═════ Brano riportato

Conflitti per il controllo delle risorse idriche: un’analisi contemporanea con focus in Medioriente

 



L’acqua dolce è una risorsa essenziale per la vita, per l’agricoltura, per la produzione di energia, per l’industria, e per il sostentamento delle comunità. Con l’aumento demografico, l’urbanizzazione, la crescita della domanda agricola, i cambiamenti climatici, la pressione sull’uso delle acque sta diventando una delle fonti principali di tensione politica, economica e ambientale. In particolare, i fiumi e i laghi condivisi tra Stati, o tra regioni interne (ma con ripercussioni sociali e politiche), sono al centro di conflitti per il controllo, la distribuzione, la gestione, e l’uso dell’acqua.

I principali elementi che contribuiscono ai conflitti per l’uso delle acque includono:

Cambiamento climatico e scarsità d’acqua
Le variazioni nelle precipitazioni, le siccità prolungate, lo scioglimento dei ghiacciai, le riduzioni nei deflussi dei fiumi, l'evaporazione aumentata, riducono la disponibilità d’acqua. In bacini già marginali, il rischio è che le ridotte forniture scatenino rivalità tra regioni o Stati.
 
Crescita demografica e aumento della domanda
Una popolazione in crescita e una maggiore urbanizzazione comportano un  maggior bisogno di acqua potabile, per l'irrigazione e per l’industria. Spesso la disponibilità non cresce allo stesso ritmo, specie se le infrastrutture non sono adeguate.

Infrastrutture idriche e dighe
Costruzione di dighe, sbarramenti, deviazioni fanno cambiare la distribuzione del flusso verso valle. Queste opere possono essere viste come fonte di sviluppo da chi le costruisce, ma fonte di rischio – o danno – da chi riceve meno acqua.

Distribuzione geografica disomogenea
Gli Stati a monte (upstream) hanno più potere di chi è a valle (downstream), specialmente se controllano le sorgenti o possono modulare il flusso tramite dighe. Ciò genera squilibri che possono alimentare conflitti.

══════════

• Cosa fare
1. Ricopia fedelmente il brano sulle risorse idriche partendo da "Conflitti per il controllo delle" e andando avanti fino a "e l’uso dell’acqua.".
2. Per ogni affermazione, rispondi sì o no a seconda che concordi con il brano e riporta tra virgolette le parole del brano che lo decidono: (a) gli Stati a valle hanno più potere di quelli a monte; (b) le dighe possono essere viste come fonte di sviluppo da chi le costruisce; (c) la disponibilità d'acqua cresce sempre allo stesso ritmo della popolazione.
Le voci che seguono non servono a nulla qui.

═════ Voci grezze

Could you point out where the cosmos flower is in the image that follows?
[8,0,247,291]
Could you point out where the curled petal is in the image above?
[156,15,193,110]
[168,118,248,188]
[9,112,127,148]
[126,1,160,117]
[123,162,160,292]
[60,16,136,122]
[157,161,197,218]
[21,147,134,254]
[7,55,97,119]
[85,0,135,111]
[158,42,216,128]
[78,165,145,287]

══════════

• Risposte per compito
1.
Conflitti per il controllo delle risorse idriche: un’analisi contemporanea con focus in Medioriente

 



L’acqua dolce è una risorsa essenziale per la vita, per l’agricoltura, per la produzione di energia, per l’industria, e per il sostentamento delle comunità. Con l’aumento demografico, l’urbanizzazione, la crescita della domanda agricola, i cambiamenti climatici, la pressione sull’uso delle acque sta diventando una delle fonti principali di tensione politica, economica e ambientale. In particolare, i fiumi e i laghi condivisi tra Stati, o tra regioni interne (ma con ripercussioni sociali e politiche), sono al centro di conflitti per il controllo, la distribuzione, la gestione, e l’uso dell’acqua.

2.
(a) No: "Gli Stati a monte (upstream) hanno più potere di chi è a valle (downstream)".
(b) Sì: "Queste opere possono essere viste come fonte di sviluppo da chi le costruisce".
(c) No: "Spesso la disponibilità non cresce allo stesso ritmo".